** Start **
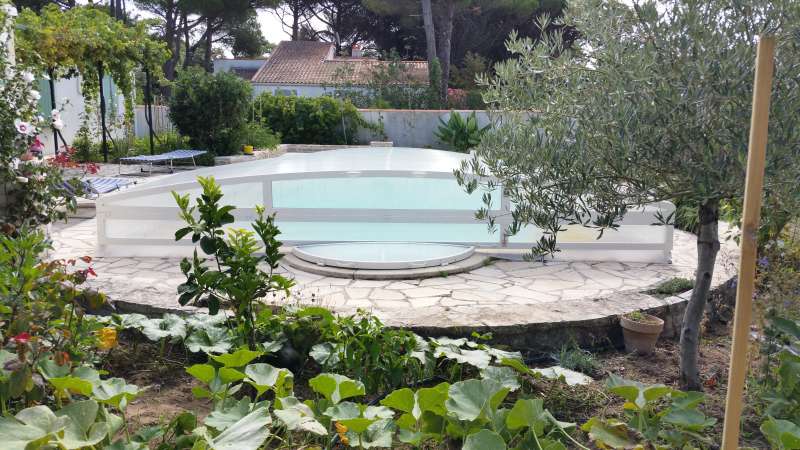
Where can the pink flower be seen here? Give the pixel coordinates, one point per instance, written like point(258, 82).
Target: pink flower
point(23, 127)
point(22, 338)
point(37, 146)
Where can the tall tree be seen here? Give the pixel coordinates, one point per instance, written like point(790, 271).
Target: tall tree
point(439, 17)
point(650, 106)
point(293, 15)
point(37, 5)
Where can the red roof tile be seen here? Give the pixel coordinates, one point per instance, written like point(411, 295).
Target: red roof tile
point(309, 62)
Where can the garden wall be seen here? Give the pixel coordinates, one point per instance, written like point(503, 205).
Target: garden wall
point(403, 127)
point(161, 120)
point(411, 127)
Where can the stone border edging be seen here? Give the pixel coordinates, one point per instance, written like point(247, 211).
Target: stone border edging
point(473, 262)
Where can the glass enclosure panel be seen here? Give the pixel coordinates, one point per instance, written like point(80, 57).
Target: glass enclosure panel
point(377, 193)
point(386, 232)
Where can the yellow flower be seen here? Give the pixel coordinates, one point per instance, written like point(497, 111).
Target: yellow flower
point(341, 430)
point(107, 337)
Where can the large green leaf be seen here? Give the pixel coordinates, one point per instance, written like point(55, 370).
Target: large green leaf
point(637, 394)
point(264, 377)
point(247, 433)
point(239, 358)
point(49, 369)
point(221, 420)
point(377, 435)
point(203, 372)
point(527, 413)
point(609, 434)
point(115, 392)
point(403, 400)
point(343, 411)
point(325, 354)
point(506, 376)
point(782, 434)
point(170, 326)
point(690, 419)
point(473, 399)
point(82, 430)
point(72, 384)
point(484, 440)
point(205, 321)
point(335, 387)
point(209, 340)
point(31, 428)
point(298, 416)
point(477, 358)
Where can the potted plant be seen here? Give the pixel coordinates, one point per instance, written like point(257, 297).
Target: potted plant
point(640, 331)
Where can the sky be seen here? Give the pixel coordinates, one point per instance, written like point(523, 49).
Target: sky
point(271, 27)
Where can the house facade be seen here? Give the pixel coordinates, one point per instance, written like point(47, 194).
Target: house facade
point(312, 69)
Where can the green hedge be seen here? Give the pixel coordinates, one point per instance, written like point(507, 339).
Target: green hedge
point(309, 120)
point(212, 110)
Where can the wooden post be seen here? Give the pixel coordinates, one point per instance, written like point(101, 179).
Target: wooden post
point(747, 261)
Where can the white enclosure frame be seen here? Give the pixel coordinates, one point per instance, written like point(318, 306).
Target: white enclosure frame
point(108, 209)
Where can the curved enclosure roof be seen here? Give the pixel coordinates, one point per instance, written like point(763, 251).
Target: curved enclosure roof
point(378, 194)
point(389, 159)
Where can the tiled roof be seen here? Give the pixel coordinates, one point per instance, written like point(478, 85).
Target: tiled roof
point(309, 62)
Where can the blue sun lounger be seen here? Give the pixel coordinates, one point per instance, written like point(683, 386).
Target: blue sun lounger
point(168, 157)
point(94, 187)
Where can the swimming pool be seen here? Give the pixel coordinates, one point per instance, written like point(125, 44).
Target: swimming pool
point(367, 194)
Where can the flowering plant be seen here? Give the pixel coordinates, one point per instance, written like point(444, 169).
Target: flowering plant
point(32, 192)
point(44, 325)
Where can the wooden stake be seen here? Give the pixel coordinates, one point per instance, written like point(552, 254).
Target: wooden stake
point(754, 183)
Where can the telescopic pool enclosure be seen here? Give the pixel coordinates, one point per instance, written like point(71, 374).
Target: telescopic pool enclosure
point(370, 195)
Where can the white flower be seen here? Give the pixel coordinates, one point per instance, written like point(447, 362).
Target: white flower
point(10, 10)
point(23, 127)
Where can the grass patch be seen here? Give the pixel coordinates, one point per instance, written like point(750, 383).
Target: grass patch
** End **
* Stated goal:
Write out all the entries above again, swapping "pixel coordinates" for "image coordinates" wherever it occurs and leaving everything else unchanged. Omit the pictures.

* Task solution:
Where can the pink flower be seen here? Give the image coordinates, one point per instance, written like point(258, 82).
Target: pink flower
point(23, 127)
point(22, 338)
point(37, 146)
Where can the tall tree be seen here? Give the image coordinates, one point per instance, written like point(790, 271).
Target: tall tree
point(439, 17)
point(650, 106)
point(293, 15)
point(37, 5)
Where can the red roof tile be seen here? Give the image coordinates, one point per instance, written like point(411, 295).
Target: red roof tile
point(309, 62)
Where can the garden wall be seen here? Give the image coordinates, one point per instance, written like point(503, 205).
Target: garden wall
point(403, 127)
point(161, 120)
point(411, 127)
Where can the stone border edging be seen here? Give the image coordinates, one point per instance, written like point(247, 211).
Target: stone border edging
point(473, 262)
Where can the glass enclosure panel be seen here? Give the image coordinates, one point per instance, written like point(80, 57).
Target: glass enclosure panel
point(377, 193)
point(386, 232)
Where can the yellow flower be seen here? Give the image coordinates, one point per instance, written like point(497, 111).
Target: yellow flower
point(341, 430)
point(107, 337)
Where can the large green leaf be seen here? Give the image coordinates, one point per instance, written like point(55, 370).
Target: large green leaf
point(637, 394)
point(264, 377)
point(247, 433)
point(239, 358)
point(49, 369)
point(221, 420)
point(377, 435)
point(203, 372)
point(527, 413)
point(609, 434)
point(115, 392)
point(403, 400)
point(343, 411)
point(325, 354)
point(506, 376)
point(782, 434)
point(170, 326)
point(690, 419)
point(473, 399)
point(82, 430)
point(72, 384)
point(484, 440)
point(205, 321)
point(335, 387)
point(209, 340)
point(31, 428)
point(298, 416)
point(477, 358)
Where can the potted plant be seen here? Give the image coordinates, one point per instance, written like point(257, 297).
Target: potted plant
point(640, 331)
Where can the sky be seen here? Give the image coordinates, one point per instance, written like point(523, 49).
Target: sky
point(271, 27)
Where can the house facade be seen here? Give the image coordinates, one point per instance, written like point(47, 194).
Target: house facade
point(312, 69)
Where can the green hedge be seen here? Give the image coordinates, one point per instance, written like point(507, 339).
Target: green hedge
point(309, 120)
point(212, 110)
Where can the wooden post be seen here? Give the image coordinates, one point per instance, written like point(101, 179).
Target: wooden post
point(747, 261)
Where can the white enclosure frame be seen here? Give the image coordinates, one point per instance, written like point(318, 306).
Target: white enclosure frame
point(108, 209)
Where can the curved enclosure roof be seen here? Give the image coordinates, one point per instance, written like point(763, 251).
Target: curved enclosure roof
point(378, 194)
point(389, 159)
Where can the tiled roof be seen here? Give the image coordinates, one point per instance, written like point(478, 85).
Target: tiled roof
point(309, 62)
Where can the blue sun lounger be seen here? Give the image coordinates, one point per instance, written like point(683, 386).
Target: blue sun lounger
point(168, 157)
point(94, 187)
Where can the swimming pool be seen here? Give the image coordinates, one point per instance, written like point(125, 44).
Target: swimming pool
point(367, 194)
Where can the flowering plant be seen here? Give the image coordinates, one point per instance, written like point(444, 169).
Target: flowering plant
point(32, 192)
point(44, 325)
Where can the wooden stake be seen here? Give the image coordinates, one point per instance, written like point(552, 254).
Target: wooden stake
point(754, 183)
Where can the telescopic pool enclosure be seen here? Give the image coordinates, one point per instance, written like point(71, 374).
Target: telescopic pool enclosure
point(370, 195)
Where can the white flower be seen here? Give the image coordinates, one point per instance, written like point(447, 362).
Target: white flower
point(10, 10)
point(23, 127)
Where can the grass patch be seen here? Give the image coordinates, one point per instance, written like point(750, 383).
Target: grass patch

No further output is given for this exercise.